- _WORK TO COMPLETE_:
Go to the line that contains "Hey, I was wondering if you could locate the orange" and transcribe from there to the end of the entries, that line and the last one included.

- _EXTRACTED DATA_:
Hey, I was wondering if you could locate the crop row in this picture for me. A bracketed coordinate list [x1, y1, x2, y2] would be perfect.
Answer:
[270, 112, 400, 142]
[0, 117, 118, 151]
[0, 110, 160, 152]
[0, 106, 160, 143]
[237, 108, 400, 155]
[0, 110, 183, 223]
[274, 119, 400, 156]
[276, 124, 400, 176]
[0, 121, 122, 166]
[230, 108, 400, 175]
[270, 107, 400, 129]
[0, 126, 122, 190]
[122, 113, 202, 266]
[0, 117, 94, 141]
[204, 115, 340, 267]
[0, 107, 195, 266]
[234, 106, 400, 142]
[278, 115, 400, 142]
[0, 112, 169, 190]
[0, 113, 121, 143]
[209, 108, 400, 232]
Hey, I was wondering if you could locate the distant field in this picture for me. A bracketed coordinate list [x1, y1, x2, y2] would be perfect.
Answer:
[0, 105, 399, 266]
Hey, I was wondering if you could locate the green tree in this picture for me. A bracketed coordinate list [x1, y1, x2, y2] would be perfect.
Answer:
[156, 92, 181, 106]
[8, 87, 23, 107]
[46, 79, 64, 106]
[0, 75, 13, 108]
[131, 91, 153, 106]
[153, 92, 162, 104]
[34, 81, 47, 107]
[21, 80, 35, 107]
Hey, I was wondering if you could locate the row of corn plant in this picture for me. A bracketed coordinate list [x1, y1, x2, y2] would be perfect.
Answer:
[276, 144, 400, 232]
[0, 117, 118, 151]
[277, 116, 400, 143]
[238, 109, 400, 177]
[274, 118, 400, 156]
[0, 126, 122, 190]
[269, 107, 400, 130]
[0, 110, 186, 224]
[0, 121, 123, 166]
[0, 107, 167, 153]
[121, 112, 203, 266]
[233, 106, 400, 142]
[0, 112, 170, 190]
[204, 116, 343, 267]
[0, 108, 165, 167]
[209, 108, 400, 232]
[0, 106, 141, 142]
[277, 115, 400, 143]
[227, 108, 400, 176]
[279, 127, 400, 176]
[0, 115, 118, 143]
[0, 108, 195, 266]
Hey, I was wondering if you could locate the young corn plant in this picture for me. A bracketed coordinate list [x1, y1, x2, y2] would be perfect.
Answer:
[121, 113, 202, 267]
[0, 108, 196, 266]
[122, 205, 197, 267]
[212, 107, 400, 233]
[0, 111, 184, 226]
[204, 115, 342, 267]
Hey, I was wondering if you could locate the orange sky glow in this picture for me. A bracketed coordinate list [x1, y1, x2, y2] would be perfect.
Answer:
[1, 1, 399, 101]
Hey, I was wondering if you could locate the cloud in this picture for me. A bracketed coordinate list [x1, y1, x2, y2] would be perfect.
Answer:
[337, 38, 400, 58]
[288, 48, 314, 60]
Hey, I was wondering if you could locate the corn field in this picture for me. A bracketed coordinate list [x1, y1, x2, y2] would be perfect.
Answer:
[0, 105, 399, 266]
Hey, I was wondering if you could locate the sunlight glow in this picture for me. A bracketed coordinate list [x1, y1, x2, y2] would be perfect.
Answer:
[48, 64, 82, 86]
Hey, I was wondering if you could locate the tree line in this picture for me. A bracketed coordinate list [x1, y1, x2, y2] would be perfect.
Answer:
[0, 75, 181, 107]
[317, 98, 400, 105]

- _ANSWER BOX_:
Hey, I was wondering if you could locate the orange sky glow in this picture for me. A bracketed coordinate list [x1, y1, x2, y2] would be perfect.
Answer:
[1, 1, 399, 101]
Hey, I was wondering if you could locate the cloud in this picture for me. A bracketed coordinate list [x1, y1, x2, y2] would be perfect.
Answer:
[337, 38, 400, 58]
[288, 48, 314, 60]
Hey, I was wondering if you could locate the corn field in this picture for me. A bracketed coordinate list [x1, y1, x2, y2] would be perfect.
Answer:
[0, 105, 399, 266]
Hey, I was wondering if you could locate the sunlight glow in this picture for me. A bracketed coordinate list [x1, y1, x2, y2] would be perfect.
Answer:
[48, 64, 82, 86]
Hey, I was wondering if you could locate the tree line in this picture for me. A bracketed coordinate list [x1, y1, x2, y2] would be perfect.
Answer:
[0, 75, 181, 107]
[317, 98, 400, 105]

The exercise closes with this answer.